**TEXT PASSAGE**
= = = =
Black is already in a bad fix here, IMO. The problem I see with ...c6 is that after 2.Rf6, you have two pawns under attack: c6 and also g6 (due to the pin on the a2-g8 diagonal). I don't see a good way out for black. Rad8 allows the knight the d5 outpost, with Rf6 to follow up...
What Should We Have Played?
That's what I thought, although I advocated c6 I really didn't have a follow-up
that could improve our position.
looks like the position might already be lost: nh6 with no moves, white's rook very active on a semi-open file compared to your rooks, three pawn weaknesses on the queenside, and great squares for the white knight.
i considered ne3 qe6 c6, but then rf6 and black loses.
c6 rf6 wins a pawn just as crazy said, and that wins for white for sure. (kg7 rxc6 qd7 qd5+-)
= = = =
Segmentation dataset excerpts
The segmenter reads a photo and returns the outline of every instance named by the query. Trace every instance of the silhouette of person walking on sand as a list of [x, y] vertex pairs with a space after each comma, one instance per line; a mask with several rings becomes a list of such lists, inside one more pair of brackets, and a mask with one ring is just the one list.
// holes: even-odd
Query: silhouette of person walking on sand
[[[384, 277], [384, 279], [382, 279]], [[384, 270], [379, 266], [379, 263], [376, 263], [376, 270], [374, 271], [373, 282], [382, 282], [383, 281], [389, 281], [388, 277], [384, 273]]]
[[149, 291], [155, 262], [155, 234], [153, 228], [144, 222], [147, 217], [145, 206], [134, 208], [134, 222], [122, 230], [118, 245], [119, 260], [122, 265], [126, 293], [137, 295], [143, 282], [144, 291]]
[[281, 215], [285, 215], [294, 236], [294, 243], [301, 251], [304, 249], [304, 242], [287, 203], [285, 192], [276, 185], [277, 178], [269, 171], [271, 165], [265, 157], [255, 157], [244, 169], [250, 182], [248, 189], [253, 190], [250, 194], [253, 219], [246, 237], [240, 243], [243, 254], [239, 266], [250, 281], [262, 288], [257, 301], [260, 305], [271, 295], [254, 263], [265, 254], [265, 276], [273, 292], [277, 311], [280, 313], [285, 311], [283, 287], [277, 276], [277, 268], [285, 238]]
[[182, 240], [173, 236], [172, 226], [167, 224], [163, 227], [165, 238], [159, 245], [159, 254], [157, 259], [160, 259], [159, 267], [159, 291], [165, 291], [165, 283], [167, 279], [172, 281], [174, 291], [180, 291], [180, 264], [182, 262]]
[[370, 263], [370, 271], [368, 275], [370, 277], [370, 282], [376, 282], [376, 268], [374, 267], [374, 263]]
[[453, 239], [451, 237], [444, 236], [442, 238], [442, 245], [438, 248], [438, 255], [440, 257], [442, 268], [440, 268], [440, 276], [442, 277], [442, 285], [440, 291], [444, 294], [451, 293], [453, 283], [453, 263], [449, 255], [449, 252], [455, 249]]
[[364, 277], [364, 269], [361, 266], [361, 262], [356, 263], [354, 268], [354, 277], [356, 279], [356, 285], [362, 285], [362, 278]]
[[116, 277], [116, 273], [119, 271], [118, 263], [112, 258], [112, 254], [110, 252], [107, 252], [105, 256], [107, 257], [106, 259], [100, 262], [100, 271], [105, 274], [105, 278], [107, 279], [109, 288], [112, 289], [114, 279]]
= = = =
**INSTRUCTIONS**
1 - In the chess discussion, which two pawns come under attack after 2.Rf6?
2 - Please extract the part of the chess discussion between "Black is already" and "to follow up...", inclusive.
The items aren't needed for anything here.

**WRITTEN ANSWERS**
1 - The pawns on c6 and g6.

2 -
Black is already in a bad fix here, IMO. The problem I see with ...c6 is that after 2.Rf6, you have two pawns under attack: c6 and also g6 (due to the pin on the a2-g8 diagonal). I don't see a good way out for black. Rad8 allows the knight the d5 outpost, with Rf6 to follow up...